▶ Tasks for this exercise:
#1 Copy the passage of the RIO forum thread between "I guess the" and "would only advance.", inclusive.
#2 Answer these questions from the RIO forum thread:
(a) By what percentage did the share price fall around the ex-dividend date, according to dyna?
(b) Below what price does Garpal Gumnut's adjusted buy level sit?
(c) How many iron ore mines does the company have on the traditional lands mentioned in the Senate report post?

▶ Selected extract:
/---

RIO would appear to be the Crown Casino of International Diggers.

No matter how much bad press she gets, what nation or belief they stuff up, up she gets for another run. 

I had seriously considered exiting a very long term holding but will stay in for another 5 years.

I guess the UK and Australian economies must depend so much on RIO to provide in-short-supply cash, much like GM in the USA.

They could blow up Canberra with the epicentre at Parliament House and the price would only advance.

And we would all cheer here at the hotel.

gg


----------



## dyna (13 August 2021)

Ex div date yesterday. S. P. down 7 % on not particularly huge volumes. Insto's trimming their large holdings, probably. Clever, eh?


----------



## Garpal Gumnut (13 August 2021)

I have adjusted my buy/sell levels for RIO. 

Sell :  Don’t 

Buy :  Above $130.00
           Below. $105.00






gg


----------



## Dona Ferentes (13 August 2021)

dyna said:


> Ex div date yesterday. S. P. down 7 % on not particularly huge volumes. Insto's trimming their large holdings, probably. Clever, eh?



RIO is majority owned by non Aust domiciled funds, for whom imputation credits are of little use. Probably just a bit of FTSE/ ASX arbitrage.


----------



## dyna (13 August 2021)

Just reading about a June, this year, Senate report  where Rio kept quiet about knowledge of the company's careless loss of native artifacts ( gone missing 25 years ago, from traditional lands where it has six iron ore mines). Some important stuff loaned out to the N.T. University even turned up on a Darwin rubbish tip !
They have one Aussie on the board now, so maybe a bit of sensitivity to the original landowners could be forthcoming. Can't be that difficult, surely?


----------



## divs4ever (11 September 2021)

U.S. House committee moves to block Rio Tinto's Resolution mine









						U.S. House committee moves to block Rio Tinto's Resolution mine By Reuters
					

U.S. House committee moves to block Rio Tinto's Resolution mine




					www.investing.com


----------



## over9k (11 September 2021)

Indians not getting enough or something. They'll work it out (pay the necessary bribes).


----------



## divs4ever (11 September 2021)

must have forgotten to bribe the appropriate government official

maybe the Indians don't trust RIO ( they are not Amish they do communicate globally )


----------



## qldfrog (11 September 2021)

\---

▶ Listing:
/---

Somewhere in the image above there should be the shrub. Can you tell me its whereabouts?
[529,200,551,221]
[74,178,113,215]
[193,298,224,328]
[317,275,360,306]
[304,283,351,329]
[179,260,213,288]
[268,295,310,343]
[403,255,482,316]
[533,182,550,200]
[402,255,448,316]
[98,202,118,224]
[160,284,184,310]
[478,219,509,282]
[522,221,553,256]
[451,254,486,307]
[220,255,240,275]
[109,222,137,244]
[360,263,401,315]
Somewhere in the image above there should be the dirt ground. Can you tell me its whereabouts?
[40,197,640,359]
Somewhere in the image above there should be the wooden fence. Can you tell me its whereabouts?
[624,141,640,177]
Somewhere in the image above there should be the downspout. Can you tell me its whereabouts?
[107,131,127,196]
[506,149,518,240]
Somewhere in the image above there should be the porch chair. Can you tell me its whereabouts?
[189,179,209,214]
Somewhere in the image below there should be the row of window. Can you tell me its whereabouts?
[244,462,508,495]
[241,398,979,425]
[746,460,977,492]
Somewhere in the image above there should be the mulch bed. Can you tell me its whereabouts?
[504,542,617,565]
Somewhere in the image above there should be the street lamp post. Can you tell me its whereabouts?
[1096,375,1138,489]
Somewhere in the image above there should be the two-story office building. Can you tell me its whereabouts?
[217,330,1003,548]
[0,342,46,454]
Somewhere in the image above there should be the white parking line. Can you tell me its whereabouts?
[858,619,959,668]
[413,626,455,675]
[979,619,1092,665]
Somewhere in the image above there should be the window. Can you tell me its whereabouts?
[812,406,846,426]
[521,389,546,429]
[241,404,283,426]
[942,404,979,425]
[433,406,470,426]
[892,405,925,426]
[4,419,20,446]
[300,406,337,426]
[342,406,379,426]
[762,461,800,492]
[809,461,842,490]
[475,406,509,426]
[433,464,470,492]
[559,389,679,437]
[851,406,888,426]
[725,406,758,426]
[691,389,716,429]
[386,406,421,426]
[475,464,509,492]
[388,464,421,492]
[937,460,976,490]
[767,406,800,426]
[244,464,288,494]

\---

▶ Answers for this exercise:
#1
I guess the UK and Australian economies must depend so much on RIO to provide in-short-supply cash, much like GM in the USA.

They could blow up Canberra with the epicentre at Parliament House and the price would only advance.

#2
(a) 7%
(b) $105.00
(c) Six